## The exercise
Each line from the one that contains "# point at: blue" to the end of the material must be set down exactly, and no line before it.

>> Start

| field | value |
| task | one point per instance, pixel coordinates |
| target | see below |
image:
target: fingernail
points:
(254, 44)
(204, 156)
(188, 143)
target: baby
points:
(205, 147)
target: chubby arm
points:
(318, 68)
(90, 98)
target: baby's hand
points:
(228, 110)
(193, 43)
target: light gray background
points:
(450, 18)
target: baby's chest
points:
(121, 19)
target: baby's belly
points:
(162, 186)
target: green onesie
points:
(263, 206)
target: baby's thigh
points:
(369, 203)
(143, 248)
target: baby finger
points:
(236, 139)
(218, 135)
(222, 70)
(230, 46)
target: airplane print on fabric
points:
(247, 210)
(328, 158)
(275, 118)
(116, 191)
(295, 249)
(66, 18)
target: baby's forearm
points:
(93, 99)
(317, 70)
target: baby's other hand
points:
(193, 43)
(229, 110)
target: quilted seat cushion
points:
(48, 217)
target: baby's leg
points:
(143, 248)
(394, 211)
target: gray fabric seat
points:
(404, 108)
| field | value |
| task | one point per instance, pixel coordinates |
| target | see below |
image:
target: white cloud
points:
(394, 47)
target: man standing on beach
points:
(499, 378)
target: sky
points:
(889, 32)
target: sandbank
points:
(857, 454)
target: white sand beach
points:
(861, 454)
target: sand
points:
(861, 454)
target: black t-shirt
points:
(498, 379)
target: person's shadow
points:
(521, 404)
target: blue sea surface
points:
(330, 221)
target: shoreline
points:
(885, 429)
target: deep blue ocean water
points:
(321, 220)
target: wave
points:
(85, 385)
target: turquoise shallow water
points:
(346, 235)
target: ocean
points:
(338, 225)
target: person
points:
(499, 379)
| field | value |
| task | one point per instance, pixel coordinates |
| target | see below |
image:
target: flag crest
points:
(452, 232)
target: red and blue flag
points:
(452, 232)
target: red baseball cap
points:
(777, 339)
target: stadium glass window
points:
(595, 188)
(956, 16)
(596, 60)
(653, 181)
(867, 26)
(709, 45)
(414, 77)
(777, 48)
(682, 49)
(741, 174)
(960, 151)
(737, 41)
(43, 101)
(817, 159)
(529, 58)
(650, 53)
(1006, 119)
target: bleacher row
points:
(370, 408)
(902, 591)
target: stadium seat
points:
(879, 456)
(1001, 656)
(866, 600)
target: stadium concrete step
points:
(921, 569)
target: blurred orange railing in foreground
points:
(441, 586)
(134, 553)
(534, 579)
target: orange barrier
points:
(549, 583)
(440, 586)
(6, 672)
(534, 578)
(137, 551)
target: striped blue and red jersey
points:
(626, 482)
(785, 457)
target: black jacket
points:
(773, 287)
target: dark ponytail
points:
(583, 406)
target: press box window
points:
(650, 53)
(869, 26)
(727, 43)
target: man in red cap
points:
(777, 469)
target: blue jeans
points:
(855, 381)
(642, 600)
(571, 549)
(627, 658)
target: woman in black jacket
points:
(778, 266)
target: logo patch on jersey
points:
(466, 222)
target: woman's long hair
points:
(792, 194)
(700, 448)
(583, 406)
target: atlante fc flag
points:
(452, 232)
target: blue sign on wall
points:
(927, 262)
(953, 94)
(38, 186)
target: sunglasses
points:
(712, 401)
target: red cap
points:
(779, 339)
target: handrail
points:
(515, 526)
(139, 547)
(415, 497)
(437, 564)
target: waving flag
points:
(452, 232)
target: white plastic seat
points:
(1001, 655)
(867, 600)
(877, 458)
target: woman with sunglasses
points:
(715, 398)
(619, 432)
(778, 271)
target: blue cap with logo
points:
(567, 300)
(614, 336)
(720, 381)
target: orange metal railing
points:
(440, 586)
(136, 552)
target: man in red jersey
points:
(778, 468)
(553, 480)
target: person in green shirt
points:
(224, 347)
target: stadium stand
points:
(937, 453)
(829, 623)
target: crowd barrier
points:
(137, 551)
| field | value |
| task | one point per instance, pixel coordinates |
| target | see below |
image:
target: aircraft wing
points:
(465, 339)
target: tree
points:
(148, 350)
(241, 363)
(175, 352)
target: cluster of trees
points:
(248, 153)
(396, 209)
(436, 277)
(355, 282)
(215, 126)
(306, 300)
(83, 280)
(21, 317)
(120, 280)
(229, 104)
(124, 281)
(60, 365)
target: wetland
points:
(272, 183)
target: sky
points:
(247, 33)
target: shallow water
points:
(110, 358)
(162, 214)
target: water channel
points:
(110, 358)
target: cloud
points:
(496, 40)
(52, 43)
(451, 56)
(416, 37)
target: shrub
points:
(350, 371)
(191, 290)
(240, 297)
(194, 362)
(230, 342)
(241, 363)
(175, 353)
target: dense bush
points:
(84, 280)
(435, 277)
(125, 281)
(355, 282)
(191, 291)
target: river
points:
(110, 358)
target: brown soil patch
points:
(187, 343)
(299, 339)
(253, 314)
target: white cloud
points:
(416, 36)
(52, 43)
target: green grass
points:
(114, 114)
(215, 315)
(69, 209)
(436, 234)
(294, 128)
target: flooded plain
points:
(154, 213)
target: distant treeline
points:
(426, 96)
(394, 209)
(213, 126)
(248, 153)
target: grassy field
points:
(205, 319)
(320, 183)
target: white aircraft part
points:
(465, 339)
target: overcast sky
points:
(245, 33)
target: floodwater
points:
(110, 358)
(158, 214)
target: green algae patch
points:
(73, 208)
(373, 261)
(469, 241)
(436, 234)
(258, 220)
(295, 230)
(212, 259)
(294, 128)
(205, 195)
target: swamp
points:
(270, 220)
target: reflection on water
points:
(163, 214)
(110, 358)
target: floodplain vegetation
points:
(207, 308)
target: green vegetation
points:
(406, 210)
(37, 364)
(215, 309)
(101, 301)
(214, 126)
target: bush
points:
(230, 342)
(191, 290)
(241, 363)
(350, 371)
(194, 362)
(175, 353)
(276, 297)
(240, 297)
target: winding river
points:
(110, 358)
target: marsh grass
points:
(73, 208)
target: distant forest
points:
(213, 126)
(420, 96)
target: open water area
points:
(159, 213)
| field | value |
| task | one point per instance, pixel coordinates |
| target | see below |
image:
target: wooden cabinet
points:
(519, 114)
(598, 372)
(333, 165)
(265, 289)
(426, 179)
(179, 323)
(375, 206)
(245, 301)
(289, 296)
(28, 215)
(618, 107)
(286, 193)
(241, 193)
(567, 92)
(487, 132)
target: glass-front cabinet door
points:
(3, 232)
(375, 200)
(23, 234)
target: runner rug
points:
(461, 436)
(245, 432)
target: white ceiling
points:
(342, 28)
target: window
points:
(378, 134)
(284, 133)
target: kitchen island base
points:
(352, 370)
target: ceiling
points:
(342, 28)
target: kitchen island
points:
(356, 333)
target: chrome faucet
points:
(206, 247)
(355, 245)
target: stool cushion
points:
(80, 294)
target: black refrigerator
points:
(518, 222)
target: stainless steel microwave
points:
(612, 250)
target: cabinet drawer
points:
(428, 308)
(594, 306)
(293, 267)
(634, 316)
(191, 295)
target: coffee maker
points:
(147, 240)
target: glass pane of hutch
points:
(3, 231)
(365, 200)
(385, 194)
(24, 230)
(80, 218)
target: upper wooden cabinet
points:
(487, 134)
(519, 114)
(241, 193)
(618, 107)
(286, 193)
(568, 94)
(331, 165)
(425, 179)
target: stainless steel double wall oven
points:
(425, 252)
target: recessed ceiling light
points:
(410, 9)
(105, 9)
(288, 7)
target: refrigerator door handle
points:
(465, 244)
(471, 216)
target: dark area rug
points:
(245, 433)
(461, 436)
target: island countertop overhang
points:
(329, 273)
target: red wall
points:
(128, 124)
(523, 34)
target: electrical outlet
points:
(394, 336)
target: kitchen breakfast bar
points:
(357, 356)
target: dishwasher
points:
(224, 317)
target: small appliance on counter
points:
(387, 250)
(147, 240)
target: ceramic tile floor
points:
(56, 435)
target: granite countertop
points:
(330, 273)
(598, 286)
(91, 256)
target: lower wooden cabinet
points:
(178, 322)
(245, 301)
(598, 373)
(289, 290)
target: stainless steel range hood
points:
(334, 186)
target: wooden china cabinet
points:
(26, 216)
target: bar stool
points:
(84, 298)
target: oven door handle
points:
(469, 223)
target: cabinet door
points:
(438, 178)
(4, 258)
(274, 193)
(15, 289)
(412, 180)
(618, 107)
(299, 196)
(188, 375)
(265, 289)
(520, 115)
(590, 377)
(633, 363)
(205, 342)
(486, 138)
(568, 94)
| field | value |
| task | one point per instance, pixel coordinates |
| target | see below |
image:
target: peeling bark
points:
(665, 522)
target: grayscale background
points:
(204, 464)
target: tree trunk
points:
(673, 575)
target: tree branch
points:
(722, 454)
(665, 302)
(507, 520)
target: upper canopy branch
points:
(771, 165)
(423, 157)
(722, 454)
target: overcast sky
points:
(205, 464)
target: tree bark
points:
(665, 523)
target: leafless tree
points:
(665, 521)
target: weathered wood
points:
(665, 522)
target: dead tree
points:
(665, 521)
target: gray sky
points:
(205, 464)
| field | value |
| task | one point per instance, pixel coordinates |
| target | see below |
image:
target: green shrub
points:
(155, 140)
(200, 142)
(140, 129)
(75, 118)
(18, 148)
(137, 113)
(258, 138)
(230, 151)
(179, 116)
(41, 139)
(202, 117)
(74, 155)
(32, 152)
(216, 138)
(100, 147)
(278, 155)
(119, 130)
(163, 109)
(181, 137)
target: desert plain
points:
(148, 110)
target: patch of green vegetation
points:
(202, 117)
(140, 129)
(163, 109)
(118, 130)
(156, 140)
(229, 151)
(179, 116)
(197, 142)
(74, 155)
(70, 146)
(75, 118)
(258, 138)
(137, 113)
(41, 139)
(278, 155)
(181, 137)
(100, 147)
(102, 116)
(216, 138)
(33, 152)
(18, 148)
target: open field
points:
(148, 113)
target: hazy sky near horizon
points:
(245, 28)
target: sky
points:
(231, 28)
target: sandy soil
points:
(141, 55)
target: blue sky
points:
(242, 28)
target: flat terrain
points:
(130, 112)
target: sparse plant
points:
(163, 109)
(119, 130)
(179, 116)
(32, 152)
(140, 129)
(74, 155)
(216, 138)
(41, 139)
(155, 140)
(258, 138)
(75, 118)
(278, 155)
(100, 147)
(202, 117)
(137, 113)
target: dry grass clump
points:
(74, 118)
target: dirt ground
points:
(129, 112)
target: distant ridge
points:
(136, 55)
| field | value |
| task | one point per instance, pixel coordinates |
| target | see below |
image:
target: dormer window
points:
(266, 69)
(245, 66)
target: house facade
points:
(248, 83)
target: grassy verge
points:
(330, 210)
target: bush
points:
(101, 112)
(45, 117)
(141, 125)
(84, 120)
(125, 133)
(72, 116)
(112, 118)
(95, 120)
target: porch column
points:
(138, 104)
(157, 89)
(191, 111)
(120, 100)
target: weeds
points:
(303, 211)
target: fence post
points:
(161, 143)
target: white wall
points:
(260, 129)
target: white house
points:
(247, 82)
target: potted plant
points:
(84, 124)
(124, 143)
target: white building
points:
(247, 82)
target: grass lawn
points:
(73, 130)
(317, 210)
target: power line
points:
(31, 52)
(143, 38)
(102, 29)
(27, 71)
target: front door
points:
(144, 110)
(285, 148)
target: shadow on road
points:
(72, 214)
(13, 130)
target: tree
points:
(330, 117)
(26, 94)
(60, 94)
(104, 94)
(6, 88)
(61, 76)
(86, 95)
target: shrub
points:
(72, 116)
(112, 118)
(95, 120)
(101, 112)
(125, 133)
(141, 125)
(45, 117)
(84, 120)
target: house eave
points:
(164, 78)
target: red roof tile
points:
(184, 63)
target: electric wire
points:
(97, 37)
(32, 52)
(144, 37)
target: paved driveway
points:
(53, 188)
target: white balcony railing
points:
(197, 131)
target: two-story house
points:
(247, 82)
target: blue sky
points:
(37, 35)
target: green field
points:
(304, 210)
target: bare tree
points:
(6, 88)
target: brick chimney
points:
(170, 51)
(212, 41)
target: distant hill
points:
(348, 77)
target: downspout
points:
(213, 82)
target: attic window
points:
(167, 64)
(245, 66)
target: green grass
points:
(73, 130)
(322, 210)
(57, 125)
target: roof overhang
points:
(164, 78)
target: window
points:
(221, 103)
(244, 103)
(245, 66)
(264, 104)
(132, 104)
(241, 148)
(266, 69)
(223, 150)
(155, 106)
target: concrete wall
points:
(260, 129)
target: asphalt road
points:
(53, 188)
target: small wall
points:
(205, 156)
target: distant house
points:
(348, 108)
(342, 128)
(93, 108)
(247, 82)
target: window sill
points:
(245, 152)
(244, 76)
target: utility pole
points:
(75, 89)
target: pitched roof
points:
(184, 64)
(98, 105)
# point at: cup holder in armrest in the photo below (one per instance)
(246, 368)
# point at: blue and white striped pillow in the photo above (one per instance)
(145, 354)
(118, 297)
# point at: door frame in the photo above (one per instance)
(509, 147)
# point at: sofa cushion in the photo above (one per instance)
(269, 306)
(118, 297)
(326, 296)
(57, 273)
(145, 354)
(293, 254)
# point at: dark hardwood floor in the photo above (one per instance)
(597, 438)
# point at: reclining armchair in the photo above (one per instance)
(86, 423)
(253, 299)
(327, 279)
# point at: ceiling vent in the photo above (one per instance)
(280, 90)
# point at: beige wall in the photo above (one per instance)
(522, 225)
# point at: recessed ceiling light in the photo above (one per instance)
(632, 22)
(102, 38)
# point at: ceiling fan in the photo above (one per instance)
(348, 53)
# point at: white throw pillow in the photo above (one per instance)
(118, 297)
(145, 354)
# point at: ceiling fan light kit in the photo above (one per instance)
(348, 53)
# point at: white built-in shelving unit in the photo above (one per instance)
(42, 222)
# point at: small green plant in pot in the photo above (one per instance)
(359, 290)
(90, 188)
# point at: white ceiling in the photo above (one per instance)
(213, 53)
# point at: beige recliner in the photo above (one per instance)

>> End

## Right answer
# point at: blue and white striped pillow in the photo above (one per instance)
(145, 354)
(118, 297)
# point at: door frame in the photo above (one per instance)
(509, 147)
# point at: sofa cushion in the photo above (one per instance)
(269, 306)
(118, 297)
(326, 296)
(57, 273)
(145, 354)
(293, 254)
# point at: dark hardwood floor in the photo above (one per instance)
(597, 438)
# point at: reclining armchair in the photo above (one per instance)
(86, 423)
(253, 299)
(327, 279)
# point at: ceiling vent in the photo above (one per instance)
(280, 90)
# point at: beige wall in the photo above (one per instance)
(522, 225)
# point at: recessed ceiling light in the photo above (one per instance)
(632, 22)
(102, 38)
# point at: ceiling fan in the photo above (one per instance)
(348, 53)
# point at: white throw pillow in the photo above (one per instance)
(118, 297)
(145, 354)
# point at: ceiling fan light kit in the photo above (one per instance)
(348, 53)
# point at: white built-in shelving unit in the photo above (one per instance)
(42, 222)
# point at: small green plant in pot in the photo above (one per instance)
(359, 290)
(90, 188)
# point at: white ceiling in the photo above (one per instance)
(213, 53)
# point at: beige recliner in the photo above (one per instance)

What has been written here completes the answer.